→ PROBLEM DETAILS: All lines from the line containing "Category: grey jacket" up to and including the last line of the entries must be written out exactly, with no others.

-=-=-

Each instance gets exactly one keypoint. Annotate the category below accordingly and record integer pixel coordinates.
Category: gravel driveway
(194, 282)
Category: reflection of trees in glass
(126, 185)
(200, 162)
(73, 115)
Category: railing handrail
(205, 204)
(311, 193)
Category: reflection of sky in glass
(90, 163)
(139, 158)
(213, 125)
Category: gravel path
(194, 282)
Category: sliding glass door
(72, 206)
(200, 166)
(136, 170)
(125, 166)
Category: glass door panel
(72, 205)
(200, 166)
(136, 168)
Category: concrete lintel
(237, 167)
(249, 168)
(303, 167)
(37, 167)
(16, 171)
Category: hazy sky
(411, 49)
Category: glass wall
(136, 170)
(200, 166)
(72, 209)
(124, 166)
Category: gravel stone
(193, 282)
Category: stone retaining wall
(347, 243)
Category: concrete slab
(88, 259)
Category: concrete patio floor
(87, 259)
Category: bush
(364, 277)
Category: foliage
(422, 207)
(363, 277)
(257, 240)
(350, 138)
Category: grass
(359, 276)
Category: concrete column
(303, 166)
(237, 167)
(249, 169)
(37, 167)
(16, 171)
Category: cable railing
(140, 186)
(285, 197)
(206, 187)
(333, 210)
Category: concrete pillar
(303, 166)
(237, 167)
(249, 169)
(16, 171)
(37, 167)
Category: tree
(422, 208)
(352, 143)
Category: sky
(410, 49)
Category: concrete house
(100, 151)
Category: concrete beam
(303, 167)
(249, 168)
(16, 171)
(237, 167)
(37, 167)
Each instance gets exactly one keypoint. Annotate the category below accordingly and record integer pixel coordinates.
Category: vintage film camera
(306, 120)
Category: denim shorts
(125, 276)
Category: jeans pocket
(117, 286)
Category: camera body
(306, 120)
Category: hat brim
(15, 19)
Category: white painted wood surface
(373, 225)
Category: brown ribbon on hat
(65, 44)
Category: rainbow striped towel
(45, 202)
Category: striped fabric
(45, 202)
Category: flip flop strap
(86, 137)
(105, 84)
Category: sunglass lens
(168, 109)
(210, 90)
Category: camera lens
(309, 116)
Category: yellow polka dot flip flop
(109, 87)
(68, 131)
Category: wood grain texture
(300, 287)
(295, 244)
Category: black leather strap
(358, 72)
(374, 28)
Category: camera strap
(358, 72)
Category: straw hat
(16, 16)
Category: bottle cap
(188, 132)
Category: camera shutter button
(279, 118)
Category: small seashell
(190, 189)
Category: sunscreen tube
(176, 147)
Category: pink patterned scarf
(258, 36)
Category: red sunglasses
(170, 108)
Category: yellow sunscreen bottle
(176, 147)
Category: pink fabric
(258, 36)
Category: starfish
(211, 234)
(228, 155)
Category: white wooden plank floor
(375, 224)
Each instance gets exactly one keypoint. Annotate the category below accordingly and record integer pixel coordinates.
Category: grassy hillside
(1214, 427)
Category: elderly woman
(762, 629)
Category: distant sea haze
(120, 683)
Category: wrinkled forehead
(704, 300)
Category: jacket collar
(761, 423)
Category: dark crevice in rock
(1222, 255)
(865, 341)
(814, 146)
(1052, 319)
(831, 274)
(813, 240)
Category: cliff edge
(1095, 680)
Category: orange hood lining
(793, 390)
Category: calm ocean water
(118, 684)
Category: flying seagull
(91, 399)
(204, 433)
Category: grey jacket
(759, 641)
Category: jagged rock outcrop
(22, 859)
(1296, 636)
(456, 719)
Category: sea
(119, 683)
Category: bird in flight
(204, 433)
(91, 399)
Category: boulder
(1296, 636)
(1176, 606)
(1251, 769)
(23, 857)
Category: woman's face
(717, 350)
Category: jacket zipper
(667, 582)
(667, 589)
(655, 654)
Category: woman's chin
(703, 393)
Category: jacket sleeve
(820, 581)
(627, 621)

-=-=-

→ YOUR SOLUTION:
Category: grey jacket
(759, 641)
Category: jagged rock outcrop
(22, 859)
(1296, 636)
(456, 719)
Category: sea
(119, 683)
Category: bird in flight
(204, 433)
(91, 399)
Category: boulder
(1296, 636)
(1176, 606)
(1251, 769)
(23, 857)
Category: woman's face
(717, 350)
Category: jacket zipper
(667, 582)
(667, 589)
(655, 654)
Category: woman's chin
(703, 393)
Category: jacket sleeve
(820, 581)
(627, 621)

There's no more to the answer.